### Aim
Reproduce the records below character for character, starting at the line that contains "of the long" and ending after the line that contains "(396, 1023)".

· · · · · · ·

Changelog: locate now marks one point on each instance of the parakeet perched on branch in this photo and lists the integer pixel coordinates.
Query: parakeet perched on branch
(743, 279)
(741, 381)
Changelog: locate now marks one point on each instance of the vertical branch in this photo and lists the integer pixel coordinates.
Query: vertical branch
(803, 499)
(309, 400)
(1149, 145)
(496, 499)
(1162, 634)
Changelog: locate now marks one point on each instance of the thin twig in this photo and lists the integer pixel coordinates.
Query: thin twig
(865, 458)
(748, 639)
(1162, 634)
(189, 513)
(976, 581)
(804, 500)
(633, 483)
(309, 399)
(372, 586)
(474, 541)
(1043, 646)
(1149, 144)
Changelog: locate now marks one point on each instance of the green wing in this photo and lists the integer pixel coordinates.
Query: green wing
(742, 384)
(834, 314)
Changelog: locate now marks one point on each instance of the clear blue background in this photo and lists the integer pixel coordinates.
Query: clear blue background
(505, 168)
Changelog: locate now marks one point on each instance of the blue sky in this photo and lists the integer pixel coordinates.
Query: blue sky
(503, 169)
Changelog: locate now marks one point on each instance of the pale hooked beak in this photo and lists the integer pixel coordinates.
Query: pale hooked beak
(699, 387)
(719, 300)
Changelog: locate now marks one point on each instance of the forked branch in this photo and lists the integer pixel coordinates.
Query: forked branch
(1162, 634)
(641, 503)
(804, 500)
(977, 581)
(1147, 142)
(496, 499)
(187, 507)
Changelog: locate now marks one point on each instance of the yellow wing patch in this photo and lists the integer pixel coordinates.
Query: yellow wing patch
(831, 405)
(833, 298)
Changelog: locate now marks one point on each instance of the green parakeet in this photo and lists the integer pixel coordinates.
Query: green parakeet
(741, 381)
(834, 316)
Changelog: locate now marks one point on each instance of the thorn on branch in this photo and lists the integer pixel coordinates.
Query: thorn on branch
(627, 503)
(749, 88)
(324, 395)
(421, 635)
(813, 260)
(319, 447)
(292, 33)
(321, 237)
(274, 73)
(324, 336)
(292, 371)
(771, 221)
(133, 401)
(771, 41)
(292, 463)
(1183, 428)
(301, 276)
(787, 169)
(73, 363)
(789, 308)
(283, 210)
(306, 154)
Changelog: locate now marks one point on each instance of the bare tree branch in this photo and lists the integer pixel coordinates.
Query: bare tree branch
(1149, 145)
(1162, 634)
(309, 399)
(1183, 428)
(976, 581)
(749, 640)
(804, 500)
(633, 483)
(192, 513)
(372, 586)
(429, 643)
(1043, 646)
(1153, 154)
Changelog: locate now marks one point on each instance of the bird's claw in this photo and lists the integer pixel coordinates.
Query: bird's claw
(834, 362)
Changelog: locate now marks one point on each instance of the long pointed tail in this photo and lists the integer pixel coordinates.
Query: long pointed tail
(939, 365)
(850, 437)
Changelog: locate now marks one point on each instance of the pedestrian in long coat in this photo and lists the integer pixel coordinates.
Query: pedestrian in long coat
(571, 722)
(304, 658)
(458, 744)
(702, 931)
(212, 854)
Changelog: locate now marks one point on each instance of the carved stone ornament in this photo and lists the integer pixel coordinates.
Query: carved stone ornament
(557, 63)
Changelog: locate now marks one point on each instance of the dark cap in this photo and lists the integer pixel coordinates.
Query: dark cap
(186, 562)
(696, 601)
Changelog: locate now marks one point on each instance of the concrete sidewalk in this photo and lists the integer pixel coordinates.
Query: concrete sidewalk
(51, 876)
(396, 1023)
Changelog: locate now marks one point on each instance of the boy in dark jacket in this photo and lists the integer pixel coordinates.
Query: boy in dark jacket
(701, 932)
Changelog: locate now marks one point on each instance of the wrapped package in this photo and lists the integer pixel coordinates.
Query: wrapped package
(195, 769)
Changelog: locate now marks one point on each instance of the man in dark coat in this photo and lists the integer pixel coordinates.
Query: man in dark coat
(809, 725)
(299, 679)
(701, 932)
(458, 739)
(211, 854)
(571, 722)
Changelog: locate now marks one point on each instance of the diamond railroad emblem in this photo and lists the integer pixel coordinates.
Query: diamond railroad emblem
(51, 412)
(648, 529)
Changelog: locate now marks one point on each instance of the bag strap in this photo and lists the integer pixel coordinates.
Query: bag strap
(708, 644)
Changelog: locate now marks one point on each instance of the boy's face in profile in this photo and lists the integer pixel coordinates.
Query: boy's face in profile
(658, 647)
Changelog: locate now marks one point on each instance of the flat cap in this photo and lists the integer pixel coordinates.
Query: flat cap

· · · · · · ·

### Result of this exercise
Changelog: locate now marks one point on each instance of the long pointed tail in this photo and lists the integer pixel coordinates.
Query: long pointed tail
(939, 365)
(850, 437)
Changelog: locate now marks one point on each instance of the pedestrian in long coat in this photo and lists the integer pixel coordinates.
Query: pedestrian in long coat
(571, 722)
(304, 658)
(458, 744)
(702, 931)
(212, 854)
Changelog: locate now marks one point on each instance of the carved stone ornament in this photo and lists the integer pixel coordinates.
Query: carved stone ornament
(557, 63)
Changelog: locate now marks one point on each instance of the dark cap in this photo and lists the integer pixel coordinates.
Query: dark cap
(186, 562)
(696, 601)
Changelog: locate now marks one point on each instance of the concrete sidewalk in this photo and lists the integer pixel coordinates.
Query: concrete sidewalk
(51, 876)
(396, 1023)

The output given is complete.